* _提供テキスト_

+===+

説明

はんだ付け方法

【課題】簡易な方法で、応力集中が回避され、冷熱サイクル耐久性の高いはんだ層を形成することのできる、はんだ接合方法を提供する。
【解決手段】第1の部材(回路基板2)上に第2の部材(半導体素子1)をはんだ付けする、はんだ付け方法であり、第1の部材上にはんだ合金4’を配し、かつ、該はんだ合金4’の方向に突出する側面21を有する成形型20をはんだ合金4’の周囲に配し、第2の部材を成形型20の上に配する、第1の工程と、加熱処理してはんだ合金4’を溶かし、はんだ付けする第2の工程と、からなる方法である。

【発明の詳細な説明】
【技術分野】
【0001】
本発明は、はんだ付け方法に関するものである。
【背景技術】
【0002】
IGBT(Insulated Gate Bipolar Transistor)等の半導体素子を搭載したパワーモジュールは、熱膨張率(熱膨張係数、線膨張係数)の相違する複数の構成部材の積層構造を呈するものが一般的である。そのために、半導体素子からの伝熱や周囲の温度雰囲気の変化、駆動時の繰り返し振動等に起因して、各構成部材の変形量等が相互に相違することなどから、この変形量等の相違に起因して、その耐久性に影響を及ぼす要素が多分に存在している。

+===+

* _提示された記録_
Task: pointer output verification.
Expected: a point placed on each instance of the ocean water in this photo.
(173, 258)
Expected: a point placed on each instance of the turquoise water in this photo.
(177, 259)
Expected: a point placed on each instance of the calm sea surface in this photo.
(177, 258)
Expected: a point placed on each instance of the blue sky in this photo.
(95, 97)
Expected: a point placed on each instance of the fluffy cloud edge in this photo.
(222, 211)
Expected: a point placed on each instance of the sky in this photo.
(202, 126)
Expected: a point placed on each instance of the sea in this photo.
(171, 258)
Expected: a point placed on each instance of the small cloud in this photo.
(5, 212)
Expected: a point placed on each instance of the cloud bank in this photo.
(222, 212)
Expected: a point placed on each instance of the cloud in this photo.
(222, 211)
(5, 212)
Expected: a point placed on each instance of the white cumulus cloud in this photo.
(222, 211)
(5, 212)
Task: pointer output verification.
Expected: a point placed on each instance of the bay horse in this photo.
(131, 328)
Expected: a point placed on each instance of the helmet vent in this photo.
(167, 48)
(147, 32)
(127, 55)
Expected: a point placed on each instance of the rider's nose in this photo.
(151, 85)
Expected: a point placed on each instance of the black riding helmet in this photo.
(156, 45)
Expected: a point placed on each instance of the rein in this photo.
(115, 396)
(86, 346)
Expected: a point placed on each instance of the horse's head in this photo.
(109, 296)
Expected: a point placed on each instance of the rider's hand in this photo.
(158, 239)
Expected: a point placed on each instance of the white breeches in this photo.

+===+

* _作業指示_
- a) はんだ付け方法の文書によると、パワーモジュールの耐久性に影響を及ぼす要素が多く存在するのはなぜですか。1～3文で説明してください。
- b) はんだ付け方法の文書にある「簡易な方法で、応力集中が回避され、冷熱サイクル耐久性の高いはんだ層を形成することのできる、はんだ接合方法を提供する。」という文を英語に訳してください。
- c) はんだ付け方法の文書の最後の文に続く部分を書き進めてください。
記録はここでの作業にまったく関係しません。

* _指示への回答_
- a) パワーモジュールは、熱膨張率の異なる複数の構成部材を積み重ねた構造になっているのが一般的だからです。そのため、半導体素子からの伝熱、周囲の温度雰囲気の変化、駆動時の繰り返し振動などによって各構成部材の変形量が互いに異なります。この変形量の相違が耐久性に影響を及ぼします。

- b) To provide a solder joining method capable of forming, by a simple method, a solder layer in which stress concentration is avoided and which has high thermal cycle durability.

- c)
【0003】
ここで、従来のパワーモジュールの実装構造の一実施例を図5aに基づいて説明する。図示するパワーモジュールPは、半導体素子aがはんだ層hを介して回路基板b上に固定されるとともに、該半導体素子aと回路基板bが接続導線c(ボンディングワイヤ)にて接続され、回路基板bが絶縁基板d上にろう付けされ、絶縁基板dは、ヒートシンク板eと冷媒還流路f1を具備する冷却器fとのアルミダイキャスト一体成形体上にろう付けされて、その全体が構成されている。なお、より具体的には、これらの積層体がセラミックスや絶縁金属製のケース内に収容され、半導体素子aや回路基板bの上方空間にシリコーン樹脂等からなるポッティング材が成形されて、半導体素子等の絶縁性が担保されるものである。
【0004】
上記のごとく、従来のパワーモジュールは各種構成部材の多層積層構造となっているが、たとえばシリコン素材の半導体素子の熱膨張率が3ppm/K程度、絶縁基板の熱膨張率が4〜5ppm/K程度、ヒートシンクアルミ板の熱膨張率が25ppm/K程度と、構成部材ごとに熱膨張率が非常に異なっている。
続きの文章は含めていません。